Records from a data source:
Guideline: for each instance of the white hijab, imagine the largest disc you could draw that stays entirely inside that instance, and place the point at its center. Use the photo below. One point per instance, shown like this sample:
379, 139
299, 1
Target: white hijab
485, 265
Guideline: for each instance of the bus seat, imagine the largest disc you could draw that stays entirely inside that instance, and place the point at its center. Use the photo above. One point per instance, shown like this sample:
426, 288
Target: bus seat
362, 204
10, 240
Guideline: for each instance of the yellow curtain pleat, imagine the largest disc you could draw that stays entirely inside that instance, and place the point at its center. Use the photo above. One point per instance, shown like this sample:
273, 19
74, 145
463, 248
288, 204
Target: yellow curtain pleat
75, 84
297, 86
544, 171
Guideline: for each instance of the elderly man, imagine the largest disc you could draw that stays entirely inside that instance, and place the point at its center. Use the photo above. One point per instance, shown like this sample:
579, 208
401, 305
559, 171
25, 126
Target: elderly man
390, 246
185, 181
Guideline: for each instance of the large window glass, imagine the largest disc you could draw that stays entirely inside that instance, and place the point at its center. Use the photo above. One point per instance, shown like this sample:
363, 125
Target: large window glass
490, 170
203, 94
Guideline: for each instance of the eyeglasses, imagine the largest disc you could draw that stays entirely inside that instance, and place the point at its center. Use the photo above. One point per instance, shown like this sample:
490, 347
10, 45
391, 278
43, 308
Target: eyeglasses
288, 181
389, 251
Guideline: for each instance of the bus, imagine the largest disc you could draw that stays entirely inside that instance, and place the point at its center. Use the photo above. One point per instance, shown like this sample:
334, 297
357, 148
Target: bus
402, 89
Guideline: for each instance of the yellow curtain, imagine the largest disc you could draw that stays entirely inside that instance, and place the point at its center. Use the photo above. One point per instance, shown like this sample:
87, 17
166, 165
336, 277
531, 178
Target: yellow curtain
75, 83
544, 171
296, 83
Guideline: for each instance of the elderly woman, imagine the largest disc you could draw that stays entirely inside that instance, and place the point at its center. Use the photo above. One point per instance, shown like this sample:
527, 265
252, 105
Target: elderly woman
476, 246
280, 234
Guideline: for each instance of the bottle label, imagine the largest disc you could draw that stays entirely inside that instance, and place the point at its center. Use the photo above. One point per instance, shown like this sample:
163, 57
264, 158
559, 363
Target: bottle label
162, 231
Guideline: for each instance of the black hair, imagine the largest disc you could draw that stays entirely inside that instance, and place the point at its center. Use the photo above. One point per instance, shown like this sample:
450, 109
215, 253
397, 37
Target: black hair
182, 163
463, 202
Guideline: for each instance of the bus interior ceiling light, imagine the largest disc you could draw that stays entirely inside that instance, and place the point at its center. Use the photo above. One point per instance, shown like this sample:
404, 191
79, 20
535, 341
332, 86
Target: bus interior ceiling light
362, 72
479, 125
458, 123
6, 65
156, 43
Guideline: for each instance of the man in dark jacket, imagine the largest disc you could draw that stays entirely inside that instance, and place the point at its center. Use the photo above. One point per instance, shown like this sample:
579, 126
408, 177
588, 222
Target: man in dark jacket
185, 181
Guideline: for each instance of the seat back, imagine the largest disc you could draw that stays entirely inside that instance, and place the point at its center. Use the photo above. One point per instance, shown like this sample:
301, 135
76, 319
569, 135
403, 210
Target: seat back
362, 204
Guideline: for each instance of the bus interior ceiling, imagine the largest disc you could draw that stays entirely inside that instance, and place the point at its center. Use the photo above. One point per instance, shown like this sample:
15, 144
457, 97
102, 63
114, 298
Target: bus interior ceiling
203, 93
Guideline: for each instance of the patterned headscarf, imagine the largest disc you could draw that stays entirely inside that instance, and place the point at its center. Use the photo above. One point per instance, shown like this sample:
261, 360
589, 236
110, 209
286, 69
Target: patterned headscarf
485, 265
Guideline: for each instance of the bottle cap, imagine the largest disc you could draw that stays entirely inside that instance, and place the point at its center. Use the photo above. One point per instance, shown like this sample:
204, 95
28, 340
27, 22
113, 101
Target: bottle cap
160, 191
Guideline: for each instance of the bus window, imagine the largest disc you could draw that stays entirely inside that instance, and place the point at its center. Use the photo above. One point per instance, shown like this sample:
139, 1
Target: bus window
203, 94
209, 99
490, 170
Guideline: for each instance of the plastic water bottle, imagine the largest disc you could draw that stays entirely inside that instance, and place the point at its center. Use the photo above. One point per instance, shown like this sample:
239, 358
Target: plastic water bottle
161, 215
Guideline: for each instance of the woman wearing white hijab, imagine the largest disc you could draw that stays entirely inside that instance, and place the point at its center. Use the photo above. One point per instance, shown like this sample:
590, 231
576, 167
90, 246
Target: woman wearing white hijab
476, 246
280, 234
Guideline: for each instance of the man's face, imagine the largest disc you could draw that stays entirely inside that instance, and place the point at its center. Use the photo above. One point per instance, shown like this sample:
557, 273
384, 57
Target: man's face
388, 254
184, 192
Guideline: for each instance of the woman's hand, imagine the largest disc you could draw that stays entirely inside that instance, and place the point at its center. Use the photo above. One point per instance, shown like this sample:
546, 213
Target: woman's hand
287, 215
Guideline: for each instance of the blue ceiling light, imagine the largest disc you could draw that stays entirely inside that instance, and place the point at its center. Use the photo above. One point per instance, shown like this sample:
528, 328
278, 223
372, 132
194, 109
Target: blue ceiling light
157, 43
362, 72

### Given exercise
Return every one of the records above word for word, keeping each line unchanged and in its original order.

### Correct result
Guideline: for each instance of the white hijab, imagine the largest disc you could draw that stays entirely inside that instance, and place the point at its center. Use the photo below. One point per instance, shown like this sample:
379, 139
299, 1
Target: white hijab
485, 265
Guideline: for each instance of the bus seat, imagine the largest disc you could draw that stays entirely inside that instance, and place the point at its center. Use the photo above. One point per instance, shown like this sample:
426, 288
Target: bus seat
362, 204
10, 240
Guideline: for each instance of the yellow curtain pleat, imagine the largest disc you could draw that stays entirely inside that instance, and place the point at its center. Use the photo above. One point per instance, shown like this sample:
273, 19
74, 145
463, 248
288, 204
Target: yellow curtain pleat
75, 84
297, 86
544, 171
Guideline: for each instance of the elderly man, imagine the largest disc you could draw that stays entirely inside that instance, and place the point at its center. Use the photo above. One point per instance, shown like this sample:
579, 208
401, 305
559, 171
25, 126
Target: elderly man
390, 246
185, 181
Guideline: for each instance of the large window glass, imagine the largest disc you could draw that stays entirely inside that instance, and place the point at its center. Use the photo above. One point per instance, shown like this sample:
363, 125
Target: large window glass
490, 170
203, 94
Guideline: for each instance of the eyeglasses, imagine the largest disc you could draw that stays entirely inside that instance, and place the point at its center. Use the photo above. One point per instance, shown like this sample:
490, 347
10, 45
391, 278
43, 308
Target: eyeglasses
288, 181
389, 251
Guideline: for each instance of the bus, imagine the largest disc you could draw that stays entirely inside that instance, and place the point at its center. Use the photo above. One point per instance, shown like this sample:
334, 297
357, 148
Target: bus
402, 89
Guideline: for each instance of the yellow curtain, imagine the largest disc you could draw that stays entirely inside that instance, and place the point at its center. Use the photo above. One point per instance, shown like this sample:
87, 17
166, 165
336, 277
531, 178
Target: yellow curtain
75, 83
544, 171
296, 83
Guideline: for each instance of the elderly woman, imagine the largest disc you could draw that stays entirely inside that instance, and place the point at its center. Use the photo above. One point per instance, shown like this sample:
527, 265
252, 105
Target: elderly woman
476, 246
280, 234
Guideline: for each instance of the bottle label, imagine the largest disc you could draw that stays entirely inside that instance, and place the point at its center. Use the photo above. One point per instance, shown like this sample:
163, 57
264, 158
559, 363
Target: bottle label
162, 231
Guideline: for each instance of the black hair, imagine the largest disc you could draw that stays entirely inside that instance, and place the point at its center. Use the photo above. One point per instance, shown like this sample:
450, 109
215, 253
397, 37
Target: black hair
182, 163
463, 202
Guideline: for each instance of the bus interior ceiling light, imagine the largest disc you could draw that stays entirely inside that instance, and place the point at its center. Use the photo above. One point per instance, shown like this sample:
404, 191
79, 20
535, 341
332, 86
Target: bus interior ceiling light
362, 72
479, 125
458, 123
6, 65
156, 43
Guideline: for each instance of the man in dark jacket, imagine the largest disc you could draw that stays entirely inside that instance, and place the point at its center. Use the photo above. One point per instance, shown like this sample:
579, 126
408, 177
588, 222
Target: man in dark jacket
185, 181
Guideline: for each instance of the seat back, imagine the largest disc you could draw that stays entirely inside that instance, and place the point at its center. Use the photo above. One point per instance, shown like this sample:
301, 135
76, 319
569, 135
403, 210
Target: seat back
362, 204
Guideline: for each instance of the bus interior ceiling, imagine the largest disc you could draw that stays entirely inside that instance, and place the point at its center. Use the photo above. One point per instance, shown like this sample:
15, 144
457, 97
102, 63
114, 298
Target: bus interior ceiling
203, 93
Guideline: for each instance of the patterned headscarf, imagine the largest disc you could draw that stays entirely inside that instance, and place the point at its center. Use the photo above. One point per instance, shown like this sample:
261, 360
589, 236
110, 209
286, 69
Target: patterned headscarf
485, 265
Guideline: for each instance of the bottle cap, imagine the largest disc you could draw that stays entirely inside that instance, and place the point at its center. Use the photo above. One point per instance, shown like this sample:
204, 95
28, 340
27, 22
113, 101
Target: bottle cap
160, 191
Guideline: for each instance of the bus window, imagine the largest disc you could draw that stays entirely inside that instance, and place the point at its center. Use the photo above. One point per instance, shown like this sample:
139, 1
Target: bus window
203, 94
209, 99
490, 170
Guideline: for each instance of the plastic water bottle, imagine the largest disc you could draw that stays entirely inside that instance, and place the point at its center. Use the photo above. One point per instance, shown like this sample:
239, 358
Target: plastic water bottle
161, 215
Guideline: for each instance of the woman wearing white hijab, imagine the largest disc you could draw that stays entirely inside that instance, and place the point at its center. Use the photo above. One point per instance, shown like this sample:
590, 231
576, 167
90, 246
Target: woman wearing white hijab
476, 246
280, 234
Guideline: for each instance of the man's face, imagine the largest disc you could draw that stays entirely inside that instance, and place the point at its center. Use the photo above. One point per instance, shown like this sample:
557, 273
384, 57
Target: man's face
388, 254
184, 192
Guideline: for each instance of the woman's hand, imagine the largest disc you could draw that stays entirely inside that instance, and place the point at its center. Use the photo above. One point per instance, shown like this sample:
546, 213
Target: woman's hand
287, 215
Guideline: for each instance of the blue ceiling light, imagine the largest disc you could draw that stays entirely inside that instance, and place the point at its center. Use the photo above. One point per instance, shown like this sample:
528, 328
278, 223
372, 132
194, 109
Target: blue ceiling light
157, 43
362, 72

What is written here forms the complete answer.